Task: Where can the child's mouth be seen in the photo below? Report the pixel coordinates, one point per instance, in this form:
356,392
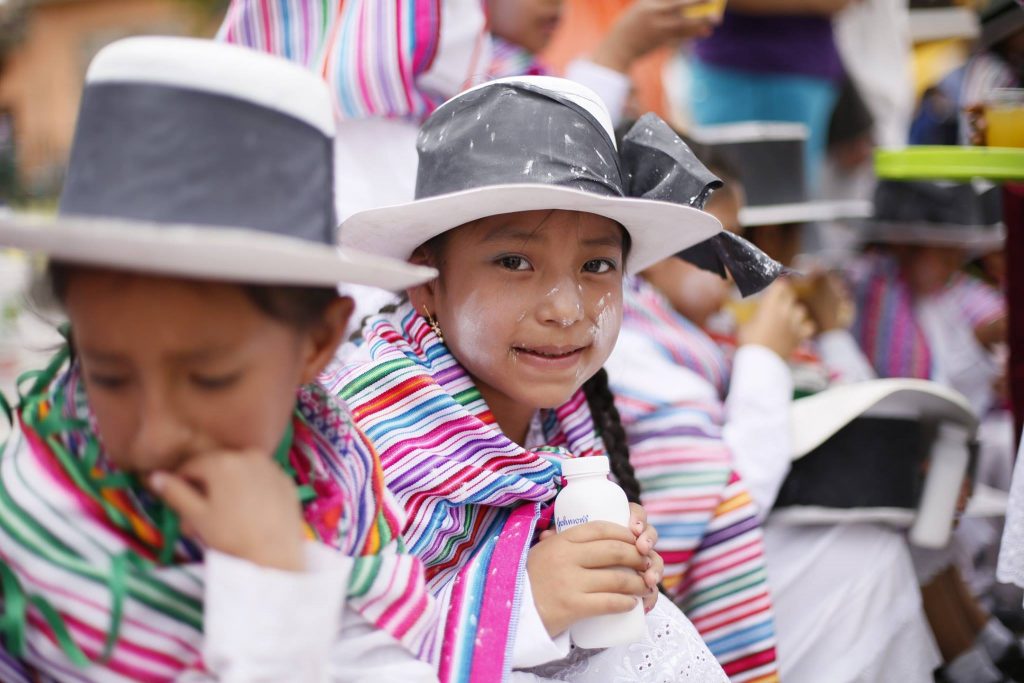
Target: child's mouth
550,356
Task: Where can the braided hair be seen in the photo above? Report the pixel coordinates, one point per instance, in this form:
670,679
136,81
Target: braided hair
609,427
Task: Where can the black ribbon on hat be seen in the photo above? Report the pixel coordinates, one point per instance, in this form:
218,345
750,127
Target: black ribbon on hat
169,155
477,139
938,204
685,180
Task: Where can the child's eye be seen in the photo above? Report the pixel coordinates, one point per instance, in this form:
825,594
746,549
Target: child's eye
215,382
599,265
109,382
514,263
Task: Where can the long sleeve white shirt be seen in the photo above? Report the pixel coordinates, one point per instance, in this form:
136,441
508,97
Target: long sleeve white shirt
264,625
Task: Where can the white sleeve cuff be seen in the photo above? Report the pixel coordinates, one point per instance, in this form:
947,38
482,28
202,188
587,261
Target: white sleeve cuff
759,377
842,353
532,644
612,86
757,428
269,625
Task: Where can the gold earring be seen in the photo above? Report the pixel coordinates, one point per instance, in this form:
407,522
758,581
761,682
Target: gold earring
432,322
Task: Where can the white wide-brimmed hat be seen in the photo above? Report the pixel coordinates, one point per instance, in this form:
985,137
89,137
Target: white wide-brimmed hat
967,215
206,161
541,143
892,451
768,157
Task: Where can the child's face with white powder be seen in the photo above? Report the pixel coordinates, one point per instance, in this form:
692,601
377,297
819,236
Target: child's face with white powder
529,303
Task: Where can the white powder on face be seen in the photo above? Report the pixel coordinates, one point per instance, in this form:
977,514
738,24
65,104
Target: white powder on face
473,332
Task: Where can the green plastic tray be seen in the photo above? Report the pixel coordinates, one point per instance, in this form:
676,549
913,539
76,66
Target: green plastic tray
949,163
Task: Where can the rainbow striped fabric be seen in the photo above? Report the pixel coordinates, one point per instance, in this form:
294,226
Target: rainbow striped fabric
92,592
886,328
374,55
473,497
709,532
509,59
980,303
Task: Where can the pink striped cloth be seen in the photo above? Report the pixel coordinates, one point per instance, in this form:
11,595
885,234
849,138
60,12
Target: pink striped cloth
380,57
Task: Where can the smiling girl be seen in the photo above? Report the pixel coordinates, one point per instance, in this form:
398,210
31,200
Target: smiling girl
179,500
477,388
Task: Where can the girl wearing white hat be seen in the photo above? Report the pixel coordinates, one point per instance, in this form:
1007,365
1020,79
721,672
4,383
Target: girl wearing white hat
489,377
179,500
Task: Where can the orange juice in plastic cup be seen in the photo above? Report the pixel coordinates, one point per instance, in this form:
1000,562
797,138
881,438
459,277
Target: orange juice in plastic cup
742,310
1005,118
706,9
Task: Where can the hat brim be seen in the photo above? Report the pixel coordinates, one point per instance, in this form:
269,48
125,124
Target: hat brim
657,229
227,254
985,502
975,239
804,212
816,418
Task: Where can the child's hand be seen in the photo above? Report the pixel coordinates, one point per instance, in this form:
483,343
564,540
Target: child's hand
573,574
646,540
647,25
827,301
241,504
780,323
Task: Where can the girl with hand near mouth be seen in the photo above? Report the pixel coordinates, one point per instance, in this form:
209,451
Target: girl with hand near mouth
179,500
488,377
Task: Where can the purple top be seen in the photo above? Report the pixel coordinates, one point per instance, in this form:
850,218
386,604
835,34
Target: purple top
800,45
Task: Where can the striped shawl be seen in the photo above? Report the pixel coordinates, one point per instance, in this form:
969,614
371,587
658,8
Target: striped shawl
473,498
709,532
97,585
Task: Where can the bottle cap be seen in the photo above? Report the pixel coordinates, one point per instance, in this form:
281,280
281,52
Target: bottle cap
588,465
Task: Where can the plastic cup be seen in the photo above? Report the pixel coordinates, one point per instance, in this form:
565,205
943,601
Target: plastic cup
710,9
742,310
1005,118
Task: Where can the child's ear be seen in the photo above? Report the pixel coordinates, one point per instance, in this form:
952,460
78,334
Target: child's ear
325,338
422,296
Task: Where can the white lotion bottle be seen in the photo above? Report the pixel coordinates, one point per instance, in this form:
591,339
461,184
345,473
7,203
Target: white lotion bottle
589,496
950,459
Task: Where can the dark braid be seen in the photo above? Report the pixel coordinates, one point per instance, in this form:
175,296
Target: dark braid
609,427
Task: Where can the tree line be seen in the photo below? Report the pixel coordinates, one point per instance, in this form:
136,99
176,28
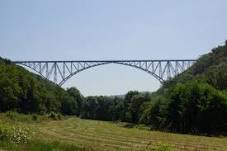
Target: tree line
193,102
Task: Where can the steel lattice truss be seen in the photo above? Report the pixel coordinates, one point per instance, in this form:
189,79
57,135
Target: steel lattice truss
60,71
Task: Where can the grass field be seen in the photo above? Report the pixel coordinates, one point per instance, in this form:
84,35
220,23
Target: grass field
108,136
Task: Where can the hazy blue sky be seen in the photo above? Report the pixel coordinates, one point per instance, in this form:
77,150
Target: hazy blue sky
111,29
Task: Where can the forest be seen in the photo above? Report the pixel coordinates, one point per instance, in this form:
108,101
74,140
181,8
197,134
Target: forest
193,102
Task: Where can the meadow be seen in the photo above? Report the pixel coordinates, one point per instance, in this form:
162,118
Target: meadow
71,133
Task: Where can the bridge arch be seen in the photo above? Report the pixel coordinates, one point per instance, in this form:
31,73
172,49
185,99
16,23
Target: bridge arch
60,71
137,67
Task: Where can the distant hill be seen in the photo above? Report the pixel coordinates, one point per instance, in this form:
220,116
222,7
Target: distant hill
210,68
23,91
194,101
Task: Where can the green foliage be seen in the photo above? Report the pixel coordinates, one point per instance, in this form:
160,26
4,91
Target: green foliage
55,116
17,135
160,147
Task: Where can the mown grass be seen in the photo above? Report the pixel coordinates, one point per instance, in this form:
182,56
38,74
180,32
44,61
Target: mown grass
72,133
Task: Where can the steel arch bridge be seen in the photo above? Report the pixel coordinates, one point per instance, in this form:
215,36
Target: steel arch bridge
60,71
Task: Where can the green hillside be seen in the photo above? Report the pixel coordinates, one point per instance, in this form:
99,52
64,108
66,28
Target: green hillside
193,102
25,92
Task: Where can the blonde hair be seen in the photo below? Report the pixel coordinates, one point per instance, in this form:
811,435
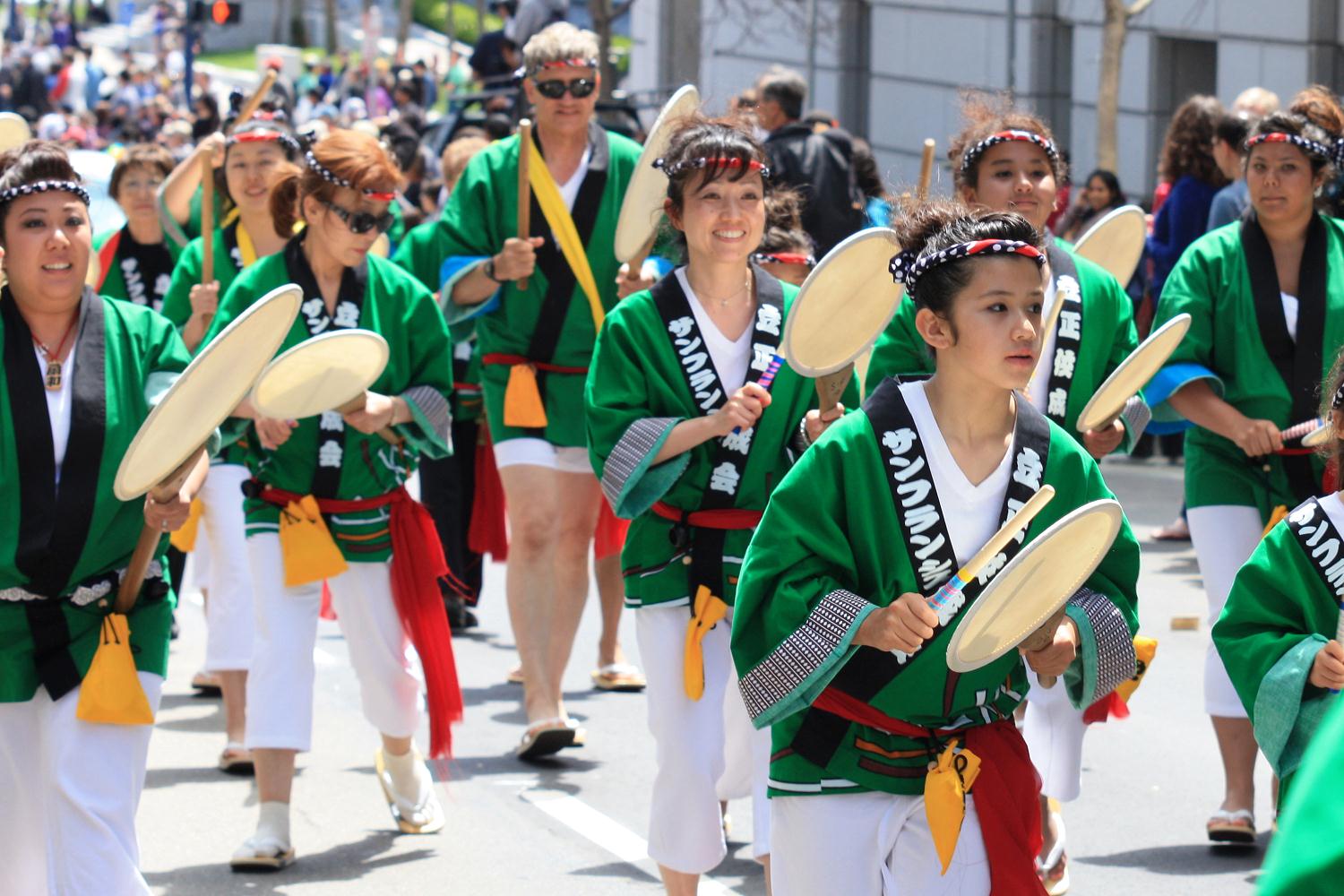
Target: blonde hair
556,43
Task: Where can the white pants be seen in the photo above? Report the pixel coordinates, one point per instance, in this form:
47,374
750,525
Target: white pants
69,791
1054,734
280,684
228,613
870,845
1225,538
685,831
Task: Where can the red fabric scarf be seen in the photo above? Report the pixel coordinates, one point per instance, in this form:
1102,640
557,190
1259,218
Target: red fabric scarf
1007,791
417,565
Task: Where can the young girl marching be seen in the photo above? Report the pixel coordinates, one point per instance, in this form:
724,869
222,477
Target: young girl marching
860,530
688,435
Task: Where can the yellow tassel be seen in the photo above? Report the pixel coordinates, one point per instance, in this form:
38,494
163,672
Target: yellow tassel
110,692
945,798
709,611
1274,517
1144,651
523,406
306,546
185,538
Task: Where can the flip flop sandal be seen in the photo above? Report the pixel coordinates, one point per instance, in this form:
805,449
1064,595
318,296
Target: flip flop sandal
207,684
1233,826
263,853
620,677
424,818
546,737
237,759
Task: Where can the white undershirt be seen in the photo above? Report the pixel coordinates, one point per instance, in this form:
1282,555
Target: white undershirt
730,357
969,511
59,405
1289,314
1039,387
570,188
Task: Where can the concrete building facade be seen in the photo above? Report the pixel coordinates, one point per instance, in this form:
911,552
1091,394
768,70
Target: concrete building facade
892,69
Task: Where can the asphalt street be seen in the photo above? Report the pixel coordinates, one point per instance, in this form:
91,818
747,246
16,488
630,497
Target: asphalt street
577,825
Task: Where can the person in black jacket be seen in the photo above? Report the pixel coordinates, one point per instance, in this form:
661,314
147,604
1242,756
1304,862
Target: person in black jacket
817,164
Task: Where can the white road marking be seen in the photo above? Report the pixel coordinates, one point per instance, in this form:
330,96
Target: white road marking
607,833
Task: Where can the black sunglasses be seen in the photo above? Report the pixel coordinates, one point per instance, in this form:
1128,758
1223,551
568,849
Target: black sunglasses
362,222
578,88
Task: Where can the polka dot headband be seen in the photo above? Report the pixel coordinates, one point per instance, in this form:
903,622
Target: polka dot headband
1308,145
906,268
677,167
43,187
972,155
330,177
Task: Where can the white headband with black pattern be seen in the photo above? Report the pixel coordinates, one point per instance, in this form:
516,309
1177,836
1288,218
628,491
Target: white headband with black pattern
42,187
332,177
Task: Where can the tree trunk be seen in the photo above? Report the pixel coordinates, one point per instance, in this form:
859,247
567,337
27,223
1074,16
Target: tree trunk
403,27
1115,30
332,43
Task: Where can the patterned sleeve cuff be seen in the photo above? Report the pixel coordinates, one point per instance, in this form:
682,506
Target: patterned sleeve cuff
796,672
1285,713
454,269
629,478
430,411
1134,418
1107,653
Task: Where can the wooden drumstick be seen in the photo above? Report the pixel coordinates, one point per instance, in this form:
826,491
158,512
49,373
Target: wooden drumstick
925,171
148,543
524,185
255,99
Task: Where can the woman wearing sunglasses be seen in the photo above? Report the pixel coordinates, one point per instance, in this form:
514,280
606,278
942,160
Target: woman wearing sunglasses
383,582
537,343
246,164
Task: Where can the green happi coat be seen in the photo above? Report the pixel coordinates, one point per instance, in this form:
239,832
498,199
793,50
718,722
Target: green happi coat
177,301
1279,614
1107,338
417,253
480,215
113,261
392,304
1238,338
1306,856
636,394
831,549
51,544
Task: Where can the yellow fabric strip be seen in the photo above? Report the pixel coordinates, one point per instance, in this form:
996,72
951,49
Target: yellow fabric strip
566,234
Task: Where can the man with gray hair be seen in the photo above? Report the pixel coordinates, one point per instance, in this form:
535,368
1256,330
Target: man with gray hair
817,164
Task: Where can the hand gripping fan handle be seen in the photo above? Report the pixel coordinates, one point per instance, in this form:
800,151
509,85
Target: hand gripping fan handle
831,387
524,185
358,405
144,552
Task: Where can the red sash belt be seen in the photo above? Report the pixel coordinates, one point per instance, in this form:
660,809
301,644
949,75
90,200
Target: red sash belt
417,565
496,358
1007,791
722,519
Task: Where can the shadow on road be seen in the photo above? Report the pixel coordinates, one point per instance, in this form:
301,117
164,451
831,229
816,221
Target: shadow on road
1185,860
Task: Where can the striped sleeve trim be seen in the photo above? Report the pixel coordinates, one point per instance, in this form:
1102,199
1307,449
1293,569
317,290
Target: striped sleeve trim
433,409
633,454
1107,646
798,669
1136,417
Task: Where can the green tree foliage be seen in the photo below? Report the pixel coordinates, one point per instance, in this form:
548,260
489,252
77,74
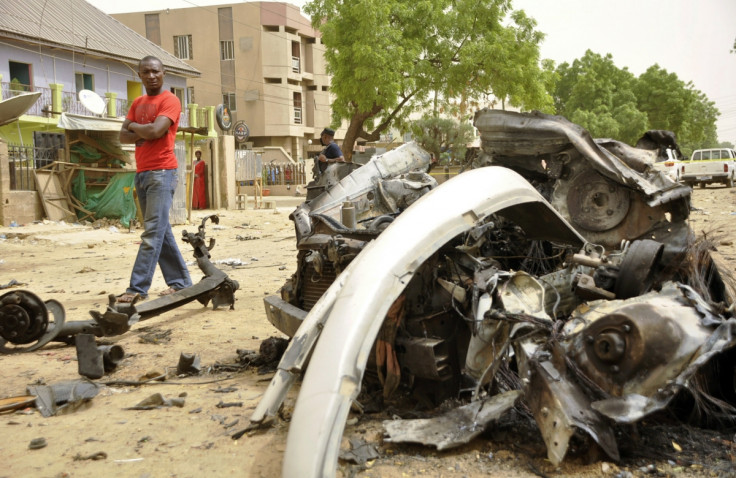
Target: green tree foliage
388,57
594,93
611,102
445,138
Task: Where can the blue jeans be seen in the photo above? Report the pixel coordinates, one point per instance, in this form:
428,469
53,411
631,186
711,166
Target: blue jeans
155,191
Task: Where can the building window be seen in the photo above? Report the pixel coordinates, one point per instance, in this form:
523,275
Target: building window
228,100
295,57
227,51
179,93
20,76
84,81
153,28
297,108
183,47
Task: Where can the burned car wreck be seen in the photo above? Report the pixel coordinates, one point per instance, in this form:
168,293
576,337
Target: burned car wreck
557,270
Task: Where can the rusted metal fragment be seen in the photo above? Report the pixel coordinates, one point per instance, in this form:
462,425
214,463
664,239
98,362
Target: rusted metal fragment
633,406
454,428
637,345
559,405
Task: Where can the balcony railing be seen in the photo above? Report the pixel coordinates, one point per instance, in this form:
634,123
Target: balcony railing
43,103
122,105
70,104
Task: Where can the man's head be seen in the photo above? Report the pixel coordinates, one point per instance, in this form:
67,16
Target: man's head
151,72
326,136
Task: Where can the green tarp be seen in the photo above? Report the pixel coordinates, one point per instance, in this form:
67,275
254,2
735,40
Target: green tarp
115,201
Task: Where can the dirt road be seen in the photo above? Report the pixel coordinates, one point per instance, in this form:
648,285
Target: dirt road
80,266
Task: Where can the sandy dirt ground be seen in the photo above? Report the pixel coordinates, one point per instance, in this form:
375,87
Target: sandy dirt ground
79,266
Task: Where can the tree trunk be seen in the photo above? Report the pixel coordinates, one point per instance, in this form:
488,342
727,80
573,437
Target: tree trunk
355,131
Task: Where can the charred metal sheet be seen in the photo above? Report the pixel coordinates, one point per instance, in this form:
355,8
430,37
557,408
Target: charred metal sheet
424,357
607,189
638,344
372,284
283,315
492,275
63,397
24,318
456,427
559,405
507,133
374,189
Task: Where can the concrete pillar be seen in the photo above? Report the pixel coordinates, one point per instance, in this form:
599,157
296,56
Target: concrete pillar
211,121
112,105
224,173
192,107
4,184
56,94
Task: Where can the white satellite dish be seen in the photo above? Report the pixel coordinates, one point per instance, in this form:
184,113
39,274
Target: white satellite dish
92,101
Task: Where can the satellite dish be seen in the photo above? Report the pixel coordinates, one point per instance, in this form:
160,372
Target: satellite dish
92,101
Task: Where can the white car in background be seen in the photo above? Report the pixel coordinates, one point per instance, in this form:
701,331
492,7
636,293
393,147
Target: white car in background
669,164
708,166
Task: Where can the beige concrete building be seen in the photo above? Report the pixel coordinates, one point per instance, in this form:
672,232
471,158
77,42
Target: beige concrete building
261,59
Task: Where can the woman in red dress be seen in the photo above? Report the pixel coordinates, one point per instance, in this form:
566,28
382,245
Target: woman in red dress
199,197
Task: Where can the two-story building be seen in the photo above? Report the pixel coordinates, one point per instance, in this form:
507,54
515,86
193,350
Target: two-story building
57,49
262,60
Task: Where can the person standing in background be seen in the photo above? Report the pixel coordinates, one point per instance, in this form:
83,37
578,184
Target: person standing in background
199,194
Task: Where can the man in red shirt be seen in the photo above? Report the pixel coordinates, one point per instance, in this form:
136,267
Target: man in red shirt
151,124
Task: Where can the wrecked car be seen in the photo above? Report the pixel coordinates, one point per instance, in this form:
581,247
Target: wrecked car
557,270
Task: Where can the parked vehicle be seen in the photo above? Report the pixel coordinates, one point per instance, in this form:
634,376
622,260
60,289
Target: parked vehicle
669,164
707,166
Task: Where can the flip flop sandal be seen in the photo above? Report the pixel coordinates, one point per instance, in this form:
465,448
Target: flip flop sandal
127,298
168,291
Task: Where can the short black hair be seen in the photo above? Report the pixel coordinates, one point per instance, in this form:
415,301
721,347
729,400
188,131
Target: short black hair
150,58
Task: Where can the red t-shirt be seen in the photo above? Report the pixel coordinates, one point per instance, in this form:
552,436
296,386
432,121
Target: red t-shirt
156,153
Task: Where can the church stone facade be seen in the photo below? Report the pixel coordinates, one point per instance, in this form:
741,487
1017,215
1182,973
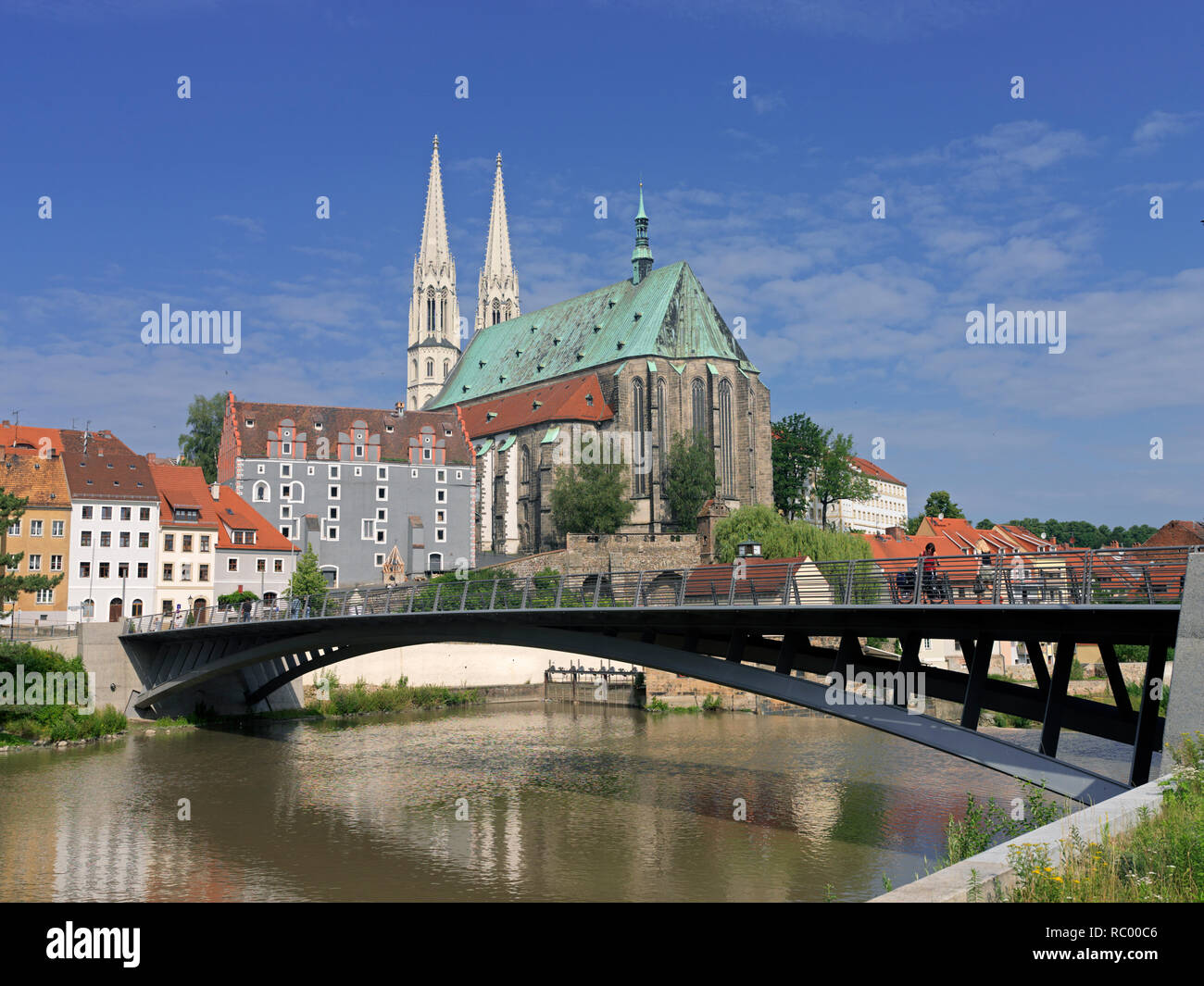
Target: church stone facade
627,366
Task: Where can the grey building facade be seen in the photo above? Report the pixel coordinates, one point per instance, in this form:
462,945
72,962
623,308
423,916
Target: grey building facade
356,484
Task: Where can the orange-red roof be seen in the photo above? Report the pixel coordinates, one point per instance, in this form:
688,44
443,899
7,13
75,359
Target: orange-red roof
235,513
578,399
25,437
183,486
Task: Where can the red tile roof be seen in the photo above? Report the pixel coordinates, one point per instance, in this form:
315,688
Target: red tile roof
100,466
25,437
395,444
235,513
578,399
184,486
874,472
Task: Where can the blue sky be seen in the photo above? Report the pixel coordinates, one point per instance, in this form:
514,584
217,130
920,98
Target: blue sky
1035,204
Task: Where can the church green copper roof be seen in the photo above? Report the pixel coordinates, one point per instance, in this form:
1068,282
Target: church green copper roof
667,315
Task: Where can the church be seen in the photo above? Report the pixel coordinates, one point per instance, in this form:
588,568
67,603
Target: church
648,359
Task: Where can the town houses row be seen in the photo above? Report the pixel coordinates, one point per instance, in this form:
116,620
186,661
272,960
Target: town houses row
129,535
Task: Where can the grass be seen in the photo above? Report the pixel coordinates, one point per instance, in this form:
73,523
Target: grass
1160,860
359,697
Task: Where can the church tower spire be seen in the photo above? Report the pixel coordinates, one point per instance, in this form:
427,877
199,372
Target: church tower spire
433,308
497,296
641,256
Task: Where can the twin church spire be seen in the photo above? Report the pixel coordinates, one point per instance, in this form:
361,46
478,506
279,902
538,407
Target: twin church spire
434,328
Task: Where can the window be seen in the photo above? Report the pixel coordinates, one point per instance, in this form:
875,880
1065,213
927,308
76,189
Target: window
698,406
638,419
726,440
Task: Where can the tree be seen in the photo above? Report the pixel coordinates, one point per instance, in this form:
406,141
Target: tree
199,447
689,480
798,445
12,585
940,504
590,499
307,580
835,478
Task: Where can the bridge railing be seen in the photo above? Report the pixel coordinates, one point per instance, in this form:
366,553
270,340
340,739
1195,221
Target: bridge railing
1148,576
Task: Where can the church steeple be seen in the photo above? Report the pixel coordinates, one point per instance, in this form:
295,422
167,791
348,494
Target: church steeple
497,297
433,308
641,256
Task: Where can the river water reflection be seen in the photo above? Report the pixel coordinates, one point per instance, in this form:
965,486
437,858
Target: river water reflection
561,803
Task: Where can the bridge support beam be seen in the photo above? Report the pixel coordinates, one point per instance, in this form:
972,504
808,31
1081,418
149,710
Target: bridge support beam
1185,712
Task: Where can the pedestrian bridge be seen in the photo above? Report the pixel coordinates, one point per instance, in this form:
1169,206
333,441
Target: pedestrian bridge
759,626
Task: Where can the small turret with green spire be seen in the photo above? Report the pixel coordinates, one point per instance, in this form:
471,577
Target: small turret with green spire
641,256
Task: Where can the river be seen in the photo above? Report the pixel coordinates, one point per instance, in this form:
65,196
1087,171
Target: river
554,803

TASK
Transcribe the entries above from the line with "Task: Where can the river be" through the last line, without any changes.

FINAL RESULT
Task: Where can the river be seen in the photo above? Report the pixel coordinates, one point per instance, in this form:
65,196
1087,171
Target: river
554,803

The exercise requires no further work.